Tasks and exercises |
A. Which two standard library types does the answer on C++ strings recommend for storing a 2D array of strings?
B. Please continue the answer on C++ strings from the last line shown.

Selected text |
Do it like this instead:

for (int i = 0; ie[i] != '\0'; ++i) { /* do something */ }

or

int ie_len = strlen(ie); 
for (int j = 0; j < ie_len; ++j) { /* do something */ }

because each loop condition check it calls strlen which takes length of string to calculate this function, so it takes square of string length in first case

I recommend use std::string and std::vector to store 2D array of strings, and avoid raw pointers and especially new operator (at least for code in question body you forgot delete for this new's). If you really want mess with raw pointers, see the end of this answer, but now recommended way to do what you want (as I understand what you want):

#include<iostream>
#include<string>
#include<vector>
using namespace std;
int main()
{
    int M = 4;
    int N = 4;
    std::vector<std::vector<std::string>> A(M);
    char ie[20];
    for (int i = 0; i < M; i++) {
        A[i] = std::vector<std::string>(N);
    }
    // can be used std::fill(A.begin(), A.end(), std::vector<std::string>(N)); instead for loop above but for loop simplier to understand
    cout << "Row num" << endl;
    int row = 0;
    cin >> row;
    cout << "Row col" << endl;
    int col = 0;
    cin >> col;
    string temp;
    cout << "Item" << endl;
    cin >> temp;

    A[row][col] = temp;
    
    for (int i = 0; i < M; i++)

Data provided |
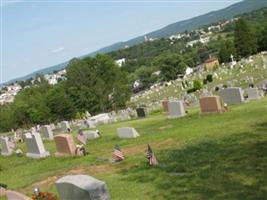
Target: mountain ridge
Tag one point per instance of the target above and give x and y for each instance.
(171, 29)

Solved tasks |
A. std::string and std::vector.

B.
    {
        cout << std::string(N * (temp.size() + 3) + 1, '-') << "\n"; // add separator to be clear what happening
        cout << "| "; // add separator to be clear what happening
        for (int j = 0; j < N; j++) {
            A[i][j].resize(temp.size(), ' '); // for all columns has equal width to be clear what happening
            cout << A[i][j] << " | ";
        }
        cout << endl;
    }
}

example of input and output of this code:

Row num
1
Row col
2
Item
bob
-------------------------
|     |     |     |     | 
-------------------------
|     |     | bob |     | 
-------------------------
|     |     |     |     | 
-------------------------
|     |     |     |     | 

Messing about raw pointers (your code with some editions and useful comments):

#include<iostream>
#include<cstring> // cstring not string as @PaulMcKenzie mentioned in comments for strlen
using namespace std;
int main()
{
    int M = 4;
    int N = 4;
    char *item;
    char ie[20];
    // dynamically create an array of pointers of size `M`
    const char*** A = new const char**[M]; // need add one more star because two for two-dimensonal array and one more for ~string~(aka char array)

    // dynamically allocate memory of size `N` for each row
    for (int i = 0; i < M; i++) {
        A[i] = new const char*[N];
    }
    const char empty_string[1] = "";
    for (int i = 0; i < M; ++i){
        for (int j = 0; j < N; ++j){
            A[i][j] = empty_string; // make empty names on all shelves
        }
    }
    cout << "Row num" << endl;
    int row = 0;
    cin >> row;
    cout << "Row col" << endl;
    int col = 0;
    cin >> col;
    //string temp;
    cout << "Item" << endl;
    cin >> ie;
    
    /*not need this:
    for (int j = 0; j < strlen(ie); j++)
    {
        A[row][col] = ie[j];
    }
    just save adress like this:*/
    A[row][col] = ie;
    int ie_len = strlen(ie);

    /*  can be done simply:
    for (int i = 0; i < M; i++)
    {
        for (int j = 0; j < N; j++) {
            cout << A[i][j] << " ";
        }
        cout << endl;
    }
    but it doesn't look like table*/
    // add seprators for understanding what happenning
    for (int i = 0; i < M; i++)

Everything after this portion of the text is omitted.